> TEXTE ÉTUDIÉ

(1) Voir Olivier Kourchid, Hélène Melin, "Mobilisations et mémoire du travail dans une grande région : le Nord-Pas-de-Calais et son patrimoine industriel", Le Mouvement social, n°199, 2002, p. 37-59. Également, Les paysages de la mine, un patrimoine contesté ?, Lewarde, Éditions du Centre Historique Minier, 2009, en particulier p.20.

Marion Fontaine

Transcription

Christelle Massin
Janvier prochain, une candidature importante pour la région, celle du bassin minier du Nord au patrimoine mondial de l’UNESCO. 70 sites présentés, parmi eux, 21 chevalements, ces tours incontournables de l’histoire, ils étaient 600 au XIXème siècle. La plupart ont disparu mais ceux qui restent ont pu être sauvés grâce au combat mené par d’anciens mineurs. C’est notre sujet patrimoine, Jean-Marc Devred, Frédéric Giltay.

> DONNÉES EXTRAITES
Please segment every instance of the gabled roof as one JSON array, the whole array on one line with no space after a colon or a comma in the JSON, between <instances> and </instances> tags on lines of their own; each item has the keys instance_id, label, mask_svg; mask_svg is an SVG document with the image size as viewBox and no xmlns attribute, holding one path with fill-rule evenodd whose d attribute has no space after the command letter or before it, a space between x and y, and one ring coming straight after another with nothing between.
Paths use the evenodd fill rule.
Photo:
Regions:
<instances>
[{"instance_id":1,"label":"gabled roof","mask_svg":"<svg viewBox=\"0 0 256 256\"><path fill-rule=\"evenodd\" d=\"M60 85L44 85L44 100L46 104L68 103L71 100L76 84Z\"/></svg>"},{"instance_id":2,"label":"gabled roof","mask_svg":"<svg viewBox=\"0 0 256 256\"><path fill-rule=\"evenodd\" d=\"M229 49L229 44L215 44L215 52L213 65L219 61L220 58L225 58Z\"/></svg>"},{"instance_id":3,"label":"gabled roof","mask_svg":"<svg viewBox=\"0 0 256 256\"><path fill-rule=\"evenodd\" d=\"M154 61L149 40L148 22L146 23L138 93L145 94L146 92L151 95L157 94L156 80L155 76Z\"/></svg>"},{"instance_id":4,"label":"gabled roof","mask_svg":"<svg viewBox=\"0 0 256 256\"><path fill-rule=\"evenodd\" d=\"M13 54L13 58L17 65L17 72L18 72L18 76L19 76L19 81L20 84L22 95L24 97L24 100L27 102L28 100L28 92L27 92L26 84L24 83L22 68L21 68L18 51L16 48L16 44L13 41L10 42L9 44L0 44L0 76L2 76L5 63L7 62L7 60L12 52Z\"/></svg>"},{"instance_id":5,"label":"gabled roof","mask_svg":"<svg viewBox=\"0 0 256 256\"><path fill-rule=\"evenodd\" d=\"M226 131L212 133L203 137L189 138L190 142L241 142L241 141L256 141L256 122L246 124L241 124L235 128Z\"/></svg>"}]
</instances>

...

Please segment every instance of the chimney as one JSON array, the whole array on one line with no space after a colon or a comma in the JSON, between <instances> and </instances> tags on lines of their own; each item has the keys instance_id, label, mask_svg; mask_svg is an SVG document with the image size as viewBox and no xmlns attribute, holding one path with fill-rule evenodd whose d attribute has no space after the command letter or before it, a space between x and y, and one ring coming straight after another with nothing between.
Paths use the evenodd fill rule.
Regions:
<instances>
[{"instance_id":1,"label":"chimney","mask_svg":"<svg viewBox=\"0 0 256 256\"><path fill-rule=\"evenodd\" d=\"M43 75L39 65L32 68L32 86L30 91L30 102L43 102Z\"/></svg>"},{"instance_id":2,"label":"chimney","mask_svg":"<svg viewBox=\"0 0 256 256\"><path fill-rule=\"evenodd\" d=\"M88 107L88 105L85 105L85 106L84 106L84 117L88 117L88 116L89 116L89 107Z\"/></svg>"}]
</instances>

==

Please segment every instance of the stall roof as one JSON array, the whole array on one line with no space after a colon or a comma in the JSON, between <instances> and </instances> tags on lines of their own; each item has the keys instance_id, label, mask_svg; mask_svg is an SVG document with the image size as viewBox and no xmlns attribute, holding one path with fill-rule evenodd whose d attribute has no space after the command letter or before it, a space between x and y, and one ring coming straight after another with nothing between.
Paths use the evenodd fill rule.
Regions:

> LISTE DES ACTIVITÉS
a - D'après le texte étudié, combien de chevalements y avait-il au XIXème siècle ?
b - Recopiez tout le passage du texte étudié, depuis « (1) Voir Olivier » jusqu'à « en particulier p.20. ».

> RÉPONSES NUMÉROTÉES
a - Ils étaient 600.

b -
(1) Voir Olivier Kourchid, Hélène Melin, "Mobilisations et mémoire du travail dans une grande région : le Nord-Pas-de-Calais et son patrimoine industriel", Le Mouvement social, n°199, 2002, p. 37-59. Également, Les paysages de la mine, un patrimoine contesté ?, Lewarde, Éditions du Centre Historique Minier, 2009, en particulier p.20.